-- WHAT YOU NEED TO DO --
• a. In the blog post on usefulness, rewrite the passage from "It starts with" to "energetic, caring person.", putting "friend" in place of "neighbor".
• b. Resume the blog post on usefulness from its last sentence and carry it forward.

Occasional thoughts of another crazed human

Monday, November 20, 2006

On usefulness

I have a question. I wonder if there is an answer.

It starts with my Hari Krishna neighbor's comment the other day. She likes the message of Thomas the Tank Engine books and movies that focus on Thomas being a useful engine. She finds that to be an important message for her nearly three-year-old son. Usefulness. It's her goal for her son and clearly for herself. She's a bright, energetic, caring person.

So this summer a man came to church a few times with one of our church families. He was staying wtih them. It didn't take too long for them to seek Mark's advice. He was causing a bit of trouble in demanding being served, refusing to leave, and refusing to seek help. So finally, he went to stay with his brother in Connecticut and this weekend called us. He said he was coming back to DC for another eye surgery and he needed a place to stay. Mark tried to find some resources but the hour was late and he was waiting at the bus station so he came to our home. The family from our church was very concerned and gave us the man's family's info. They talked about the months they had tried to help him realize that he has mental issues and needs to seek help. He refused to believe them. Mark called his brother and sister and they reiterated the same. He needs serious help and refuses to believe it. All advising parties said the best thing was to get him out of our home as he may not be safe. So the church paid for a night at a hotel and who knows where he is tonight. Mark gave him numbers for resources, homeless shelters, etc.

This man was until some point recently a practicing medical doctor in California. Something snapped and his license has been revoked. His family believes that with mental counseling or medication he could get a job somewhere. They hope that he can become a functioning member of society and are willing to do whatever they can to help.

-- DATA EXTRACTS --
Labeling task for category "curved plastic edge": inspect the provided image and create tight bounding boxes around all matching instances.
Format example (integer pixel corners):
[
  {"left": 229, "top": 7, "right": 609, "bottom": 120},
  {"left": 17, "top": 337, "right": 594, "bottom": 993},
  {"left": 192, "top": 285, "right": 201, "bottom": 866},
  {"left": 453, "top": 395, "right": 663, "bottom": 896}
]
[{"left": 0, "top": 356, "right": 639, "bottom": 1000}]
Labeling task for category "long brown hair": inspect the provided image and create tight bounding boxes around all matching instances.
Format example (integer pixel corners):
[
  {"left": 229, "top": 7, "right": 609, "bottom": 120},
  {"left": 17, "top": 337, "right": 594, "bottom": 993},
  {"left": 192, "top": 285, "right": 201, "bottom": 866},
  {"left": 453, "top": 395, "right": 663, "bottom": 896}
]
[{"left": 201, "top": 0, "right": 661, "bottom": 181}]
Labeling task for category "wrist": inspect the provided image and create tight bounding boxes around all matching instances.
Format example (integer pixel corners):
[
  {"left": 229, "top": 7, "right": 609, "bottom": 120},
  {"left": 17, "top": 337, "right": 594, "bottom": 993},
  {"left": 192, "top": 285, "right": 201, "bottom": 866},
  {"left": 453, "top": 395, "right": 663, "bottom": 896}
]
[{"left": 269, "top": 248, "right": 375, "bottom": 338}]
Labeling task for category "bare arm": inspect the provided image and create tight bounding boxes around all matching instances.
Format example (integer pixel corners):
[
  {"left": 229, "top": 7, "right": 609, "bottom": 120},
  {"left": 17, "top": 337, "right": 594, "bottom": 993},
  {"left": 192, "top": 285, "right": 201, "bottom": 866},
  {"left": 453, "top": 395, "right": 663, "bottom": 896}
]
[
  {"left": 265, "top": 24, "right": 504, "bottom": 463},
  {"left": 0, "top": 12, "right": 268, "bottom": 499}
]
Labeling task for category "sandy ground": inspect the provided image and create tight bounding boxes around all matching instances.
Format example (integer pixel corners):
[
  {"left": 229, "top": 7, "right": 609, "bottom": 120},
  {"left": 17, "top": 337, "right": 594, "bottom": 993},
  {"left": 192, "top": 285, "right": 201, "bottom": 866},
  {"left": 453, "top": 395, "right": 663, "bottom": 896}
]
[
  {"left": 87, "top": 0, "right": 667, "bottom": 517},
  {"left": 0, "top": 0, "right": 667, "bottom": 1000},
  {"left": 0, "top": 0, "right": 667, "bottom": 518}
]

-- OUTPUTS FOR THE TASKS --
• a.
It starts with my Hari Krishna friend's comment the other day. She likes the message of Thomas the Tank Engine books and movies that focus on Thomas being a useful engine. She finds that to be an important message for her nearly three-year-old son. Usefulness. It's her goal for her son and clearly for herself. She's a bright, energetic, caring person.

• b.
That's a good hope for a family member to have. But what if it's the wrong hope? Is everyone capable of being a functioning member of society? What happens to those who aren't? Are those the guys on the streetcorners with cardboard signs? Or are they ones found on frosty mornings - stiff and nameless? What should a family or a society do with someone who refuses to see their need? Should they really turn him out to starve or die?

What does Scripture say? I see challenges to accept strangers and hungry. To not say "God bless, be well" while shutting your door. I hear Christians talk about usefulness too. I wonder
where the concept of usefulness comes. Right now I don't remember hearing it in Scripture but maybe that's just my blinded aching heart. Does the concept of usefulness go hand in hand with compassion of the Christ? Somehow I can't help but think that the usefulness the church wants to tout is about Capitalistic Christianity that pulls itself up by the bootstraps.

I am confused. I am also ashamed. My confusion is my scapegoat for why I didn't stand up when someone is in this much trouble. I want to pray but I can't. .... Someone is out there on a cold night. Someone whose hand I shook as he left.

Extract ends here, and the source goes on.